[Tasks for this exercise]:
• 1. Answer these questions from the LangChain pipeline text:
(a) Which API does Stage 1 use to fetch commits between two refs?
(b) How many times is Bedrock invoked for each commit in Stage 2?
(c) What high-level goal would the agentic approach give the LLM?
• 2. What tools does the LangChain pipeline text say the LLM would be given in the agentic approach? List every one.
• 3. Continue the LangChain pipeline text from its final sentence.

[Exercise text]:
▬▬▬▬▬▬▬▬▬▬

LangChain provides a structured framework for building LLM-powered applications. Rather than manually managing prompts and API calls, it offers:

  • Chain abstractions for composing multi-step workflows
  • Built-in retry logic and error handling
  • Standardized interfaces for different LLM providers
  • Memory and context management for multi-turn operations
  • Observability hooks for logging and monitoring

Most importantly, LangChain is just code. I can version control it, test it, deploy it, and understand exactly what it’s doing at every step.

Architecture Philosophy: Structured Pipelines vs. Agentic Tools

One of the most important architectural decisions I made was how to integrate the LLM into the workflow. LangChain supports two fundamentally different approaches:

The Structured Pipeline Approach

To start with, I decided to build a deterministic pipeline where traditional code handles all data retrieval and orchestration, and the LLM is invoked only for the specific tasks it excels at.

Stage 1: Deterministic Data Collection (No LLM)

  • Fetch commits between two refs using the GitHub API
  • Parse semantic commit messages with regex to extract ticket IDs
  • Query Jira’s API in parallel batches to enrich each commit with ticket context
  • All of this is plain TypeScript with explicit error handling, retries, and logging

Stage 2: Per-Commit Summarization (LLM)

  • For each commit, invoke Bedrock once with a carefully crafted prompt
  • Input: the raw commit message + the full Jira ticket description
  • Output: a user-friendly changelog entry that extracts the business value
  • This happens in parallel batches to enhance throughput

Stage 3: Final Polish (LLM)

  • Take all the summarized entries and invoke Bedrock one final time
  • Ensure consistent tone, fix grammar, remove redundancies
  • Output: the final changelog ready to publish

The Agentic Approach

The “modern” way to build LLM applications is to give the model a set of tools—functions it can call to interact with external systems—and let it reason about which tools to use and when. In my case, this would mean:

  • Providing the LLM with tools like fetch_git_commits, get_jira_ticket, parse_commit_message
  • Giving it a high-level goal: “Generate a changelog between v1.0.0 and v2.0.0”
  • Letting the LLM decide: “First I’ll fetch commits, then for each commit I’ll parse the ticket ID, then I’ll fetch that Jira ticket, then I’ll summarize…”

▬▬▬▬▬▬▬▬▬▬

[Record excerpts]:
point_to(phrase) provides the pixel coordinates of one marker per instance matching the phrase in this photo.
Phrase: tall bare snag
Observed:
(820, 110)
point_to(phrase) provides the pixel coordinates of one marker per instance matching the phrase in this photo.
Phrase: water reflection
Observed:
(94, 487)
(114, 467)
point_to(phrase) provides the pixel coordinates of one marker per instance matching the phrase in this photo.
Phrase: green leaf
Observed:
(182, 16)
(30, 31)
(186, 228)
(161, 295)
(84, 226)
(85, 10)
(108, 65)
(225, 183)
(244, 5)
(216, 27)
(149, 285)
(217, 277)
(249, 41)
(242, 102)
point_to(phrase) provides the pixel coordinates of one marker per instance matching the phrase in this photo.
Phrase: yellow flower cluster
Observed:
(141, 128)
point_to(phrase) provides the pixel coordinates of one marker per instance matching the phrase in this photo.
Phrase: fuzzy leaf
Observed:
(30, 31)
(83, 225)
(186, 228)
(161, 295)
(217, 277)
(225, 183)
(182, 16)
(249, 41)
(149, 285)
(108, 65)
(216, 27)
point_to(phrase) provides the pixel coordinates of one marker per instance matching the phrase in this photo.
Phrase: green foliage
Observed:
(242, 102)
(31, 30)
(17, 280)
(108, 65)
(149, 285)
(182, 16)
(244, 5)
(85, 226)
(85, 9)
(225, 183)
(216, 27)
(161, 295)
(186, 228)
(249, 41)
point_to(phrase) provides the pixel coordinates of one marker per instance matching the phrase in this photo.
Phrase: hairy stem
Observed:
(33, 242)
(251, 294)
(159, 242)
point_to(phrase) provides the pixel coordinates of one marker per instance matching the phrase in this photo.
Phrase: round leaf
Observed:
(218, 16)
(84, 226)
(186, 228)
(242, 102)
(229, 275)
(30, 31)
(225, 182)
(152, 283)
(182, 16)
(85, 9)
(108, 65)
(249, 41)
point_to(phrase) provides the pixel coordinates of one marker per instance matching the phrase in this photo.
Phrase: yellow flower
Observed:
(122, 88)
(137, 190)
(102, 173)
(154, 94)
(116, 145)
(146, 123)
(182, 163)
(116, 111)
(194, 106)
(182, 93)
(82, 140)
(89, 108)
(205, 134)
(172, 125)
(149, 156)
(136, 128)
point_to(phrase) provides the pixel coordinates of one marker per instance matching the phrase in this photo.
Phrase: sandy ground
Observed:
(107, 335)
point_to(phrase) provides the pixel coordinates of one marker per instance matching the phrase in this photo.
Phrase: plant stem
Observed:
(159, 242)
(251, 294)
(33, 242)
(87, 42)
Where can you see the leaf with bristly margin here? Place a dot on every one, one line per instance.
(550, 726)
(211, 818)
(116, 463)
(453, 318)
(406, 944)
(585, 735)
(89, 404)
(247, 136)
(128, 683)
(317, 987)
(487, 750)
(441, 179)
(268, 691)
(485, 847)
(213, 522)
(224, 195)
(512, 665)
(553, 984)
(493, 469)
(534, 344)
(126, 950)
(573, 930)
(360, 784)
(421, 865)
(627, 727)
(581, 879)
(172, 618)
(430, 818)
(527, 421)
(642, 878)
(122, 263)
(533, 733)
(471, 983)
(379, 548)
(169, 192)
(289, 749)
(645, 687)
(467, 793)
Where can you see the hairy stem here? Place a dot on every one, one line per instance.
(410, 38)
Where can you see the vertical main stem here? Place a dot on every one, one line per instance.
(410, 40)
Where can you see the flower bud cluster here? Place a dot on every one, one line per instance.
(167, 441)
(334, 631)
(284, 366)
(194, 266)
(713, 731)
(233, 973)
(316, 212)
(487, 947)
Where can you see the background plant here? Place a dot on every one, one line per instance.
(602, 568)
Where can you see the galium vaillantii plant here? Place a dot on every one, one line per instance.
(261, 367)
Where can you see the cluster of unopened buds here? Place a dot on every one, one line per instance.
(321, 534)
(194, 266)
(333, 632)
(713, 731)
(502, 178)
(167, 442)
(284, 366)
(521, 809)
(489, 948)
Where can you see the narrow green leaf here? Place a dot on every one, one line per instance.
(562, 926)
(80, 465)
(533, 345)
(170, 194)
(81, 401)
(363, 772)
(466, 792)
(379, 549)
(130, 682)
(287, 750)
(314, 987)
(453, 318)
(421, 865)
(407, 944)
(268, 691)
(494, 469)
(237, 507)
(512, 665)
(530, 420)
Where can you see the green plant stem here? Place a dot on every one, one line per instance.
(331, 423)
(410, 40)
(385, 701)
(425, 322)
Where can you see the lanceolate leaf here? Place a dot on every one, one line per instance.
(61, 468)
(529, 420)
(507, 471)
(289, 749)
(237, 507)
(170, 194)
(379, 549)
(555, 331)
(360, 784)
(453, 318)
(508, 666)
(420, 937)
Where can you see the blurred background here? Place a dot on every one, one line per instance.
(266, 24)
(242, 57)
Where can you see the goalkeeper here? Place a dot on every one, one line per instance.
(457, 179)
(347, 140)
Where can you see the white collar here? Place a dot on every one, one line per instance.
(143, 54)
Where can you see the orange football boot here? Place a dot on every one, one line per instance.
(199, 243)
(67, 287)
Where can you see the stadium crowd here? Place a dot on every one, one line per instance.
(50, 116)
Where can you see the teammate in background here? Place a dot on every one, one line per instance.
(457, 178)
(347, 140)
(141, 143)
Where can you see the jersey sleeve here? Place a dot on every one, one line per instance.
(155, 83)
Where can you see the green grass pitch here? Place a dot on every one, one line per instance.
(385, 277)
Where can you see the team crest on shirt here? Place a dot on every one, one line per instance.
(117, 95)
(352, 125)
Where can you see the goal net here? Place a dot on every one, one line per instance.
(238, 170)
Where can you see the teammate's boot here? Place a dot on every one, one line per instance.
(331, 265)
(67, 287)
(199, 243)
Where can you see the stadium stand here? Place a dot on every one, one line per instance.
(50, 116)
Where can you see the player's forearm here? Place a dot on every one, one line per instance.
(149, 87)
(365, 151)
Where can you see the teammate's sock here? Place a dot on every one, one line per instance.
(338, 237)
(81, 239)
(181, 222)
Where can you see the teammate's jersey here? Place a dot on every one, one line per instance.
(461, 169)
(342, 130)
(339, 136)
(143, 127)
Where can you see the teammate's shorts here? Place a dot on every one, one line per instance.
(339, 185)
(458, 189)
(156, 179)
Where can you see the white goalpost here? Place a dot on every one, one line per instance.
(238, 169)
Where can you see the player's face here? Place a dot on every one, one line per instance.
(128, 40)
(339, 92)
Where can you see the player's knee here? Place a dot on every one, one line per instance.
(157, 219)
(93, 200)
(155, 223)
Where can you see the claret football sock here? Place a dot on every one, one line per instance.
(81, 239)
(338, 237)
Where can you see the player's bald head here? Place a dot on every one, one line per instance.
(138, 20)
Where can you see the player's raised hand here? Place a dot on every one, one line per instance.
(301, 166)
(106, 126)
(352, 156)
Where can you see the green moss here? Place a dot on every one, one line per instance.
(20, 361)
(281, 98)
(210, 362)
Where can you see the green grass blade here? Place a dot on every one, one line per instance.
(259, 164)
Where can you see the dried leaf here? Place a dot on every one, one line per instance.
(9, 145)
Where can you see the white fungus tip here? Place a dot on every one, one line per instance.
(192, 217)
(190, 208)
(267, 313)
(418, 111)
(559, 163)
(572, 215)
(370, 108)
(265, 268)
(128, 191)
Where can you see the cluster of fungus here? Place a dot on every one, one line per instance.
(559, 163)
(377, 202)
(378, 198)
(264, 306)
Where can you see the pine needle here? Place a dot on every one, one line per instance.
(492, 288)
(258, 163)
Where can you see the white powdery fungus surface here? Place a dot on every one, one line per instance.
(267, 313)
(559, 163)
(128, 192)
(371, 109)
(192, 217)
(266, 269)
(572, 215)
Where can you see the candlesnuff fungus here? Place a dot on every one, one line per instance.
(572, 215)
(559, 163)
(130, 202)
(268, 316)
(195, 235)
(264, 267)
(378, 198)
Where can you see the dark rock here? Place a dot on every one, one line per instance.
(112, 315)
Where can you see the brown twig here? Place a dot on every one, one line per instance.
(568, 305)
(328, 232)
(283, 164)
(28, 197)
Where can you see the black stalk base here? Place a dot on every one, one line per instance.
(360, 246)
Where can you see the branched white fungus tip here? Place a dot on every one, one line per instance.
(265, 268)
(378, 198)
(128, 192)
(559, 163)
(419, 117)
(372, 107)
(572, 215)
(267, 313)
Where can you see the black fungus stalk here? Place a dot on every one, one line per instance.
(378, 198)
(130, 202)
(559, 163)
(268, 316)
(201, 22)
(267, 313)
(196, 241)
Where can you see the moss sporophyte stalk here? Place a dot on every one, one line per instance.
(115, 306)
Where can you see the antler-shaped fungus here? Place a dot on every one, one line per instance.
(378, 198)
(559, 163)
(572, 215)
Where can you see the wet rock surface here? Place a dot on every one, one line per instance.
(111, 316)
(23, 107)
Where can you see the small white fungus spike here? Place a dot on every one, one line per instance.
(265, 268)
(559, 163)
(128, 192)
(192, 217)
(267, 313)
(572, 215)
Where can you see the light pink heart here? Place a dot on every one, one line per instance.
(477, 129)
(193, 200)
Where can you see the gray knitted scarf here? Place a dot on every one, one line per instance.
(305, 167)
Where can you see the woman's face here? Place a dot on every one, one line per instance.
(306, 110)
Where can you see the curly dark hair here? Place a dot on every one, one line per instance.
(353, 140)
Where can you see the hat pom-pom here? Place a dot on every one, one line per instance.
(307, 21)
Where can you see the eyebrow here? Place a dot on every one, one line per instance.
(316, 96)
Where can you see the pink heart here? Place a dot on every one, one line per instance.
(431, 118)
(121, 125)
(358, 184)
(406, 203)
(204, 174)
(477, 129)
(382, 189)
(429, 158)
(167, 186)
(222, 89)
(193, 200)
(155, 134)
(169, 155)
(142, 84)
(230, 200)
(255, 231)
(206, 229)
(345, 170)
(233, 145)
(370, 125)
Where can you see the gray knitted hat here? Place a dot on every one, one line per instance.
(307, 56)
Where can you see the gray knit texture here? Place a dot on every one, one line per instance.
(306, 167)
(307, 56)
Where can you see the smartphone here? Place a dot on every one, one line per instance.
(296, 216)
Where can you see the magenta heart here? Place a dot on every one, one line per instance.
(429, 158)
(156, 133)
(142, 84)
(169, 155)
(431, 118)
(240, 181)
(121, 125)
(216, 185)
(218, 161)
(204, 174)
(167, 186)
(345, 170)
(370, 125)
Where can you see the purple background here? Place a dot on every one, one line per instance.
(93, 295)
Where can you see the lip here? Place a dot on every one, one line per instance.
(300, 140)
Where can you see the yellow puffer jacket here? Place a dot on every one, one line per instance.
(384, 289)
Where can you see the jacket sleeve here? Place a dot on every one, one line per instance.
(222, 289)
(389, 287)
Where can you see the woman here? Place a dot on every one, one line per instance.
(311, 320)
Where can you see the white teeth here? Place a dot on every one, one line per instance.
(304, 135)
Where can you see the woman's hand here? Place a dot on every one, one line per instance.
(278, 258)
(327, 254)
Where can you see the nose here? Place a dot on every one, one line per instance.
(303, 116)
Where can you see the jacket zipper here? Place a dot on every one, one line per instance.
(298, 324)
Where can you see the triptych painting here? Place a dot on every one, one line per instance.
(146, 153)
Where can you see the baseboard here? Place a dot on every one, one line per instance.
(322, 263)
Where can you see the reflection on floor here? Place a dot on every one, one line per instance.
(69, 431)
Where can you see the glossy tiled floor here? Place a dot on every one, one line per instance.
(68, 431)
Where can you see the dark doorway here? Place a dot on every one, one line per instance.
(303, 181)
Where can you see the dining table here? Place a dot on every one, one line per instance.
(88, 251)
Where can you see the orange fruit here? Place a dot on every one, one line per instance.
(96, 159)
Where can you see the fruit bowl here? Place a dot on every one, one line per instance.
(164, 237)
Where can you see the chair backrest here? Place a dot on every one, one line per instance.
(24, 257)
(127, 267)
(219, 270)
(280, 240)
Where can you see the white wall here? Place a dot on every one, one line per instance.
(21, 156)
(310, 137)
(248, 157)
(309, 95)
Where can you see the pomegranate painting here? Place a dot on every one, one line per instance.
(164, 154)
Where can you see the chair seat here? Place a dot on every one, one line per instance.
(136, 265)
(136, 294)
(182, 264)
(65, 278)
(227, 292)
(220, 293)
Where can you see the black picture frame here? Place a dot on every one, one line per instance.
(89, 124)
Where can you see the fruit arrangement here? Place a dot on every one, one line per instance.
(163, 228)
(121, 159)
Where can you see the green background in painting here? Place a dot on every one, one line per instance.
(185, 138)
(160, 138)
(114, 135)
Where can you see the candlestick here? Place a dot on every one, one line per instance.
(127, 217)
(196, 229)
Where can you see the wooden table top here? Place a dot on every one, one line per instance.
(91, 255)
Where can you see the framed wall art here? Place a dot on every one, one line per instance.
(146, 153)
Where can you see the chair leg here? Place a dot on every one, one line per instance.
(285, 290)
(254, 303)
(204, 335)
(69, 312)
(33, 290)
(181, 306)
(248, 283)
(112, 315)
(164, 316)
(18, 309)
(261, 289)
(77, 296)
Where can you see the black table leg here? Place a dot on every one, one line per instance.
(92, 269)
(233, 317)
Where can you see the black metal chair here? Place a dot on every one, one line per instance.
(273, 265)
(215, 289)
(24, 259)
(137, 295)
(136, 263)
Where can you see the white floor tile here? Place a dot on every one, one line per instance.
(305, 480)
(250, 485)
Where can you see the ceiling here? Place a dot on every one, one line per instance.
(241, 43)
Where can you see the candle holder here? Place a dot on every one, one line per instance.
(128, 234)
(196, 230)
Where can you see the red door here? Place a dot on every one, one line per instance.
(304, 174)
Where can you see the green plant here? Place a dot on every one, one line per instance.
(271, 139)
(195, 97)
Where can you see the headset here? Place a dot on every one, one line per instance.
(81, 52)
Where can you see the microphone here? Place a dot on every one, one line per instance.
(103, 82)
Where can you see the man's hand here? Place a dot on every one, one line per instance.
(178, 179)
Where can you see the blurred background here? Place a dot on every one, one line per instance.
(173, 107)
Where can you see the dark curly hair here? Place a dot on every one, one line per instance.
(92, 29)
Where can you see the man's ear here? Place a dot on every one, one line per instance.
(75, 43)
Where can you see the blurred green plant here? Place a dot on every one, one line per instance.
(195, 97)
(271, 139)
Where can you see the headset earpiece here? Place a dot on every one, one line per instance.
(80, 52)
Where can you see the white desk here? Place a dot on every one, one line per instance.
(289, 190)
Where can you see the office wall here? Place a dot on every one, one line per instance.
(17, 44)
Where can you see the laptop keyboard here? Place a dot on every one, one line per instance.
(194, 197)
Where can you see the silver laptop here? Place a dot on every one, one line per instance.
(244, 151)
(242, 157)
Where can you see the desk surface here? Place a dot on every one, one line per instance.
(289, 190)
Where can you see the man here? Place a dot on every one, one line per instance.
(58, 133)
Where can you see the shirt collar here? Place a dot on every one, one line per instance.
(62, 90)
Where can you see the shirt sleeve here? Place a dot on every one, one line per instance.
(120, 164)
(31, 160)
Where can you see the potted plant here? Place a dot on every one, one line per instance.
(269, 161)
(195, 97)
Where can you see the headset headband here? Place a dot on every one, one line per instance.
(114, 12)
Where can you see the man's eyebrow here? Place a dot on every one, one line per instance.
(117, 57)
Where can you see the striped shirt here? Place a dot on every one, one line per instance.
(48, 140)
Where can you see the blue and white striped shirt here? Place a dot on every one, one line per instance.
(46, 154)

▬▬▬▬▬▬▬▬▬▬

[Responses]:
• 1.
(a) The GitHub API.
(b) Once.
(c) "Generate a changelog between v1.0.0 and v2.0.0"

• 2. fetch_git_commits, get_jira_ticket, parse_commit_message

• 3.
This is powerful and flexible. The LLM can adapt its strategy based on what it discovers. If a Jira API call fails, it might retry with different parameters or skip that entry. It’s autonomous.

But it’s also unpredictable, more expensive, and probably slower.

Every decision the LLM makes requires a round-trip to Bedrock. Every tool call is another LLM invocation. For a workflow processing lots of commits, you’re looking at several LLM calls just for orchestration, on top of the actual summarization work. The latency adds up. The costs skyrocket. And worst of all: debugging becomes way more difficult, because the execution path changes every time based on the model’s reasoning.

What’s Next: From Structured Pipelines to Adaptive Agents

The deterministic pipeline works perfectly for the current use case: generate a changelog between two specific version tags. But it’s inflexible by design.

What a user might want to know instead:

  • “What changed in February?”
  • “Were there any authentication-related changes since the last release?”
  • “Show me all breaking changes since version [xyz]”
  • “What bug fixes are coming in the next release?”

The system only understands one command pattern because the workflow is hardcoded. To answer these natural questions, I’d need to write separate pipelines for each query type.

An agent-based system could handle these queries naturally. Instead of a fixed pipeline, I’d give the LLM tools to access Git and Jira and then let it reason about how to answer, e.g. by finding a specific time range of commits in jira, or all commits with a specific semantic type and so on and then doing the Jira research.

While is will be harder to implement and debug, it would be much more flexible and user-friendly. The LLM would be able to adapt to new query types without needing new code. It would be a true AI assistant for release management, not just a changelog generator.